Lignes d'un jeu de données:
● ● ● ●
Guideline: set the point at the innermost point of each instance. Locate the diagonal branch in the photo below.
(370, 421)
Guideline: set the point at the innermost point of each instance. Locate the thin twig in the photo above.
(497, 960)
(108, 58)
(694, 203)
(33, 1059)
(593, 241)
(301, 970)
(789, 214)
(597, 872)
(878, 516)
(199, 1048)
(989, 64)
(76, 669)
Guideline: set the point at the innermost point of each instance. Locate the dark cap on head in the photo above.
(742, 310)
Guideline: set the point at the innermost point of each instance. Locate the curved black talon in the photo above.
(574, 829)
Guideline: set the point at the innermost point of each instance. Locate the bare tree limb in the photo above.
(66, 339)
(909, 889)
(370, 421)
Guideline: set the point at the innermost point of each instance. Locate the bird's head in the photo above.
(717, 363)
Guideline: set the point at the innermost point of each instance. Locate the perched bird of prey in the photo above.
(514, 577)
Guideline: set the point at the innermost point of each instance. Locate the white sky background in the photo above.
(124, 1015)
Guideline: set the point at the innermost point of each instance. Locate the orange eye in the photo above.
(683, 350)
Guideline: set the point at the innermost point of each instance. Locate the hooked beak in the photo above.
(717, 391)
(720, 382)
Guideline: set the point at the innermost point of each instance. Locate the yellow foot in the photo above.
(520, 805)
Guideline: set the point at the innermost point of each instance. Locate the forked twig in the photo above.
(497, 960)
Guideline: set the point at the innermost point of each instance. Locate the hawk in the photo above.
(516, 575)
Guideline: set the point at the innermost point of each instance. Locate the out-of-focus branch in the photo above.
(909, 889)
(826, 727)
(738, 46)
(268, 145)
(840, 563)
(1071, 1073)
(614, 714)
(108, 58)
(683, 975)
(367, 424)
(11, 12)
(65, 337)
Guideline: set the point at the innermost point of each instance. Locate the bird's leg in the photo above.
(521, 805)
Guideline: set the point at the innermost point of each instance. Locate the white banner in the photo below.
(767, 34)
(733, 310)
● ● ● ●
Consigne - Extrayez toutes les lignes de la liste ci-dessus et recopiez-les à l'identique, sans rien y changer.

Résultat -
Guideline: set the point at the innermost point of each instance. Locate the diagonal branch in the photo below.
(370, 421)
Guideline: set the point at the innermost point of each instance. Locate the thin twig in the photo above.
(497, 960)
(108, 58)
(694, 203)
(33, 1059)
(593, 241)
(301, 970)
(789, 214)
(597, 872)
(878, 516)
(199, 1048)
(989, 64)
(76, 669)
Guideline: set the point at the innermost point of each instance. Locate the dark cap on head in the photo above.
(742, 310)
Guideline: set the point at the innermost point of each instance. Locate the curved black talon in the photo above.
(574, 829)
Guideline: set the point at the innermost point of each instance. Locate the bare tree limb in the photo above.
(66, 339)
(909, 889)
(370, 421)
Guideline: set the point at the innermost point of each instance. Locate the bird's head in the photo above.
(717, 363)
Guideline: set the point at the innermost point of each instance. Locate the perched bird of prey in the photo above.
(514, 577)
Guideline: set the point at the innermost point of each instance. Locate the white sky background in the photo above.
(124, 1015)
Guideline: set the point at the innermost point of each instance. Locate the orange eye in the photo above.
(683, 350)
Guideline: set the point at the innermost point of each instance. Locate the hooked beak in the photo above.
(717, 391)
(720, 382)
Guideline: set the point at the innermost point of each instance. Locate the yellow foot in the photo above.
(520, 805)
Guideline: set the point at the innermost point of each instance. Locate the forked twig in the photo above.
(497, 960)
Guideline: set the point at the innermost point of each instance. Locate the hawk in the photo above.
(516, 575)
Guideline: set the point at the innermost point of each instance. Locate the out-of-focus branch in the photo above.
(909, 889)
(826, 727)
(738, 46)
(268, 145)
(840, 563)
(1071, 1073)
(614, 714)
(108, 58)
(683, 975)
(367, 424)
(11, 12)
(65, 337)
Guideline: set the point at the innermost point of each instance. Locate the bird's leg in the photo above.
(521, 805)
Guideline: set the point at the innermost point of each instance. Locate the white banner in the photo below.
(767, 34)
(733, 310)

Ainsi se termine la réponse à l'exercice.